■ WHAT YOU NEED TO DO ■
The data needs to be returned in full, exactly as it reads.

[[ PROVIDED ENTRIES, beginning ]]

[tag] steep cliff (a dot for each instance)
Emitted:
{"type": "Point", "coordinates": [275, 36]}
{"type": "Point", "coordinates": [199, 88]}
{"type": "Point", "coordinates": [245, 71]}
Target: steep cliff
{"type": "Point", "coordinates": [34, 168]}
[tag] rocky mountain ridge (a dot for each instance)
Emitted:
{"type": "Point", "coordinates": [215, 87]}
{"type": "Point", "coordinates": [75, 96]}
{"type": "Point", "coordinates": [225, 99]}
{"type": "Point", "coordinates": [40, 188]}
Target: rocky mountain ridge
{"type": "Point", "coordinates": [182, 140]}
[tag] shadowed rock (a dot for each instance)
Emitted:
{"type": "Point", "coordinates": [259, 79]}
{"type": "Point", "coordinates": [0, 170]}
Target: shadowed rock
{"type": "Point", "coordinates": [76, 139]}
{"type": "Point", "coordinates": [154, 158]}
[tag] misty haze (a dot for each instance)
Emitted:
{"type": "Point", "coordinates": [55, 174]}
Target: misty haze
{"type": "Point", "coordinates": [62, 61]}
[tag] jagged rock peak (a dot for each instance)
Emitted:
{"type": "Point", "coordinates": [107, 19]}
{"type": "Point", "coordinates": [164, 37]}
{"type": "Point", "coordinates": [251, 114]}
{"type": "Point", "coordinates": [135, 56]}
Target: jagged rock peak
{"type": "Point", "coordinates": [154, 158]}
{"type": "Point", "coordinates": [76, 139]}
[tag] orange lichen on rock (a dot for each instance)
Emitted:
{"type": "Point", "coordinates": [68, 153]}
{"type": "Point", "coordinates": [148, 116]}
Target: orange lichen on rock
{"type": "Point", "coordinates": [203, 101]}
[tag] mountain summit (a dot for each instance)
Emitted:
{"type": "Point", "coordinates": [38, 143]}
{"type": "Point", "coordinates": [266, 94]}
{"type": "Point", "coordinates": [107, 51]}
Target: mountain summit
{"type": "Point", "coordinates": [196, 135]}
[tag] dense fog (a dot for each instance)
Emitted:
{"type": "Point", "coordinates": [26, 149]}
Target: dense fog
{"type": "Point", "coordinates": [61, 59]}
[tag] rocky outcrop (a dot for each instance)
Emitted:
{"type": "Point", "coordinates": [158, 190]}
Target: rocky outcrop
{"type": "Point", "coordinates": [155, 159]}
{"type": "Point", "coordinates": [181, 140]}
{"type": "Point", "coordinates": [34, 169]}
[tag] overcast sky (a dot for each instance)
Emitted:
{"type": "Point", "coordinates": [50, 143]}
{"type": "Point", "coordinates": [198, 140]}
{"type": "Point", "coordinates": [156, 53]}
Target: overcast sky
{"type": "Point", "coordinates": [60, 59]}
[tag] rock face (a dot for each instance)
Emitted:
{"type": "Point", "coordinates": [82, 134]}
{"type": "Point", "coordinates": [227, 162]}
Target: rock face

[[ PROVIDED ENTRIES, end ]]

■ RESPONSE TO THIS EXERCISE ■
[tag] steep cliff (a dot for each instance)
Emitted:
{"type": "Point", "coordinates": [275, 36]}
{"type": "Point", "coordinates": [199, 88]}
{"type": "Point", "coordinates": [245, 71]}
Target: steep cliff
{"type": "Point", "coordinates": [34, 168]}
[tag] rocky mountain ridge (a dot for each instance)
Emitted:
{"type": "Point", "coordinates": [215, 87]}
{"type": "Point", "coordinates": [75, 96]}
{"type": "Point", "coordinates": [225, 99]}
{"type": "Point", "coordinates": [40, 188]}
Target: rocky mountain ridge
{"type": "Point", "coordinates": [182, 140]}
[tag] shadowed rock (a dot for each instance)
Emitted:
{"type": "Point", "coordinates": [259, 79]}
{"type": "Point", "coordinates": [0, 170]}
Target: shadowed rock
{"type": "Point", "coordinates": [76, 139]}
{"type": "Point", "coordinates": [154, 158]}
[tag] misty haze (a dot for each instance)
Emitted:
{"type": "Point", "coordinates": [55, 174]}
Target: misty haze
{"type": "Point", "coordinates": [62, 61]}
[tag] jagged rock peak (a dot for each instance)
Emitted:
{"type": "Point", "coordinates": [107, 19]}
{"type": "Point", "coordinates": [164, 37]}
{"type": "Point", "coordinates": [251, 114]}
{"type": "Point", "coordinates": [135, 56]}
Target: jagged rock peak
{"type": "Point", "coordinates": [154, 158]}
{"type": "Point", "coordinates": [76, 139]}
[tag] orange lichen on rock (a dot for each instance)
Emitted:
{"type": "Point", "coordinates": [68, 153]}
{"type": "Point", "coordinates": [148, 116]}
Target: orange lichen on rock
{"type": "Point", "coordinates": [203, 101]}
[tag] mountain summit (a dot for each instance)
Emitted:
{"type": "Point", "coordinates": [38, 143]}
{"type": "Point", "coordinates": [266, 94]}
{"type": "Point", "coordinates": [107, 51]}
Target: mountain summit
{"type": "Point", "coordinates": [196, 135]}
[tag] dense fog (a dot for each instance)
Emitted:
{"type": "Point", "coordinates": [26, 149]}
Target: dense fog
{"type": "Point", "coordinates": [61, 59]}
[tag] rocky outcrop (a dot for each instance)
Emitted:
{"type": "Point", "coordinates": [158, 190]}
Target: rocky outcrop
{"type": "Point", "coordinates": [155, 159]}
{"type": "Point", "coordinates": [181, 140]}
{"type": "Point", "coordinates": [34, 169]}
[tag] overcast sky (a dot for each instance)
Emitted:
{"type": "Point", "coordinates": [50, 143]}
{"type": "Point", "coordinates": [198, 140]}
{"type": "Point", "coordinates": [156, 53]}
Target: overcast sky
{"type": "Point", "coordinates": [60, 59]}
[tag] rock face (a dot for each instance)
Emitted:
{"type": "Point", "coordinates": [82, 134]}
{"type": "Point", "coordinates": [227, 162]}
Target: rock face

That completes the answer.